§ **Brief**
Take the entries below and print all of them exactly, please.

§ **Exercise material**
▽
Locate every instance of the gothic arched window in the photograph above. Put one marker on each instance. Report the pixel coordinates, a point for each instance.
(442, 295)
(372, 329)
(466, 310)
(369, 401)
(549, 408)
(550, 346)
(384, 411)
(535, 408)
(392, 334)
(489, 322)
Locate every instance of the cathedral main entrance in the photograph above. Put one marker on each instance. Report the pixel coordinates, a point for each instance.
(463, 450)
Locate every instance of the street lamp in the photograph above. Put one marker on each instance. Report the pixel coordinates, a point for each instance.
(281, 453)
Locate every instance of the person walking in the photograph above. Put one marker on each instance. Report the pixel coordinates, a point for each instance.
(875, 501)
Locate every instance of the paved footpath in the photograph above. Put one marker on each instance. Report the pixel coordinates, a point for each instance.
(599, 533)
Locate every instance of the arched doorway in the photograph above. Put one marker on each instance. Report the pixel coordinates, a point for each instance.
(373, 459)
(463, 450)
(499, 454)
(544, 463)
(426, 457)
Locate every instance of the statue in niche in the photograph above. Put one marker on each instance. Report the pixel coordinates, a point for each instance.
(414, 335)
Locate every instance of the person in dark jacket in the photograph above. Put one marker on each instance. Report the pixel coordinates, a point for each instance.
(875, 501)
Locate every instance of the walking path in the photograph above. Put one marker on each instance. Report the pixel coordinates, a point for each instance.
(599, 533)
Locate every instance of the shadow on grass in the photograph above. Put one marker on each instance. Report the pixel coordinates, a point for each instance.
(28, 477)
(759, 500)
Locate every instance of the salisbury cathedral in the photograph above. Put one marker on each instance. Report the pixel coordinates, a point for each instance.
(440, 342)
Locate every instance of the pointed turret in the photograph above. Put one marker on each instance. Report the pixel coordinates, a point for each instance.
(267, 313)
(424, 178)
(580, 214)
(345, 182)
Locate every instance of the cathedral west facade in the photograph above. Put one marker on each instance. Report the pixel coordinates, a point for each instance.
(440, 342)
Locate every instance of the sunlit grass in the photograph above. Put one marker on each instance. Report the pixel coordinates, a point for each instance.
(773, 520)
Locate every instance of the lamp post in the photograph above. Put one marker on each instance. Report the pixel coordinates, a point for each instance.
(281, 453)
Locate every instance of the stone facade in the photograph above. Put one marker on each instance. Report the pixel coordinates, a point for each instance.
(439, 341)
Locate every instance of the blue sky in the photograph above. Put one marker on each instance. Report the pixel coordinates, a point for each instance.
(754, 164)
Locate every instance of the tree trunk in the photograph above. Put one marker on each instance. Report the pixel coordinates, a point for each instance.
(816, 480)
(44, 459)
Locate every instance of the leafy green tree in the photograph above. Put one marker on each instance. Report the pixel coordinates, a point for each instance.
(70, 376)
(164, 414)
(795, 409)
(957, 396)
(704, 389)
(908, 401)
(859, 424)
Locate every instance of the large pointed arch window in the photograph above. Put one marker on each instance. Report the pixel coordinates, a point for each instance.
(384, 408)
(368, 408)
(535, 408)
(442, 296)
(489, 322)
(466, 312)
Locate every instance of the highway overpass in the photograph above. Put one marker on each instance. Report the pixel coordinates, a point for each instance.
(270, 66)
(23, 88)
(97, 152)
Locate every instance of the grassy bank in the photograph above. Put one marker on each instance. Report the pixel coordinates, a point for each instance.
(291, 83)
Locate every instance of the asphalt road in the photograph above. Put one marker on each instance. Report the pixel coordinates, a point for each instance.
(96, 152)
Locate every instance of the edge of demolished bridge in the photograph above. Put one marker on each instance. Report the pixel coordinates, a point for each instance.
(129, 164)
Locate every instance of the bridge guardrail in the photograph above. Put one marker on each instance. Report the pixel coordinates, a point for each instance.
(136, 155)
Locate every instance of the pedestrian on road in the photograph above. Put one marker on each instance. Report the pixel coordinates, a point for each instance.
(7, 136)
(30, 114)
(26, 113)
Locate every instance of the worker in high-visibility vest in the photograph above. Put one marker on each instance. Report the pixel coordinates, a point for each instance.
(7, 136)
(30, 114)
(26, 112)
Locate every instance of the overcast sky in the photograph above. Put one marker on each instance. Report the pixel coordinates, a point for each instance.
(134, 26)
△
§ **The response**
Locate every instance of the gothic arched window in the photograph above. Put one marker on each instance. Report the pixel coordinates, a point for each instance.
(442, 295)
(372, 329)
(466, 310)
(369, 401)
(549, 408)
(550, 346)
(384, 411)
(535, 408)
(392, 334)
(489, 322)
Locate every instance of the cathedral main entrance in the photograph above. Put one marker on each instance. Report the pixel coordinates, a point for each instance.
(463, 450)
Locate every instance of the street lamp in the photograph above. Put one marker on each instance. Report the pixel coordinates, a point for each instance.
(281, 453)
Locate every instance of the person walking in the photograph above. Put one marker on each instance. Report the pixel coordinates, a point for each instance.
(875, 501)
Locate every instance of the paved footpath in the photograph above. Put one marker on each instance. Report the pixel coordinates, a point for each instance.
(599, 533)
Locate every instance of the arched doorway in the photograph above. Put one marker on each instance. Report the pixel coordinates, a point for each instance.
(373, 459)
(463, 450)
(499, 454)
(544, 463)
(426, 457)
Locate every instance of the statue in niche in the photograph above. Put one marker on each instance. Report the pixel coordinates, a point for each instance.
(414, 335)
Locate every instance of the person in dark jacket in the photograph above. Put one marker on each instance. Report the pixel coordinates, a point for each instance.
(875, 501)
Locate every instance of the walking path in the photograph above. Put one marker on each instance. Report the pixel coordinates, a point for each instance.
(599, 533)
Locate every instance of the shadow on grass in the photograph above. Put one marker on each instance. Report the pixel coordinates, a point for each instance.
(28, 477)
(759, 500)
Locate every instance of the salisbury cathedral in the photograph above. Put one marker on each instance. Report the pixel coordinates, a point for each instance.
(440, 342)
Locate every instance of the pointed turret in the photograph above. Put one marker on each instance. Report the pixel coordinates, a point for each instance.
(267, 313)
(424, 178)
(580, 214)
(345, 182)
Locate every instance of the cathedral west facade in the photograph above. Put one marker on each instance. Report the pixel coordinates, a point for each instance.
(440, 342)
Locate every instance of the sunlit grass in the photograph above. Put one marker on each instance. Report the pixel coordinates, a point for each instance.
(773, 520)
Locate every instance of the lamp post in the photograph above. Put one marker on each instance. Report the pixel coordinates, a point for each instance.
(281, 453)
Locate every instance of the stone facade in the photograph above. Put one marker on each instance. Report the pixel coordinates, a point for each instance.
(439, 341)
Locate every instance of the blue sky in the photograph above. Put one marker on each instance. Report the pixel coordinates, a point for each instance.
(754, 164)
Locate every instance of the tree trunk in the photograph above. Put one marker on each instance. Report the pixel coordinates, a point for each instance.
(816, 480)
(44, 459)
Locate every instance of the leafy green tree in the photograph above. Put one marker on each instance. Report the pixel coordinates, a point for each instance.
(70, 376)
(164, 414)
(795, 409)
(957, 396)
(704, 389)
(908, 401)
(859, 424)
Locate every instance of the large pointed arch window in the photograph above. Put one marker on each instance. Report the pixel coordinates, a point for each instance.
(384, 408)
(368, 408)
(535, 408)
(442, 296)
(489, 322)
(466, 312)
Locate every instance of the highway overpass in the photograph above. Put one marker on each instance. Report the pixel coordinates, a point for each instance.
(270, 66)
(23, 88)
(97, 152)
Locate every instance of the grassy bank in the photograph above. Put one marker on each instance. Report the pixel coordinates, a point for each instance.
(291, 83)
Locate every instance of the asphalt road in the photograph above. Put one marker on each instance. Report the pixel coordinates, a point for each instance.
(96, 152)
Locate every instance of the edge of demolished bridge in the photograph above. Put one marker on each instance. Report the pixel coordinates, a point for each instance.
(129, 164)
Locate every instance of the bridge guardrail in the photograph above. Put one marker on each instance. Report the pixel coordinates, a point for each instance.
(136, 155)
Locate every instance of the pedestrian on road in the photograph above. Put one marker on each instance. Report the pixel coordinates, a point for each instance.
(7, 136)
(30, 114)
(26, 113)
Locate every instance of the worker in high-visibility vest in the photograph above. Put one marker on each instance. Report the pixel coordinates, a point for each instance.
(7, 136)
(30, 114)
(26, 112)
Locate every instance of the overcast sky in the photograph above. Put one marker on each instance. Report the pixel coordinates, a point for each instance.
(134, 26)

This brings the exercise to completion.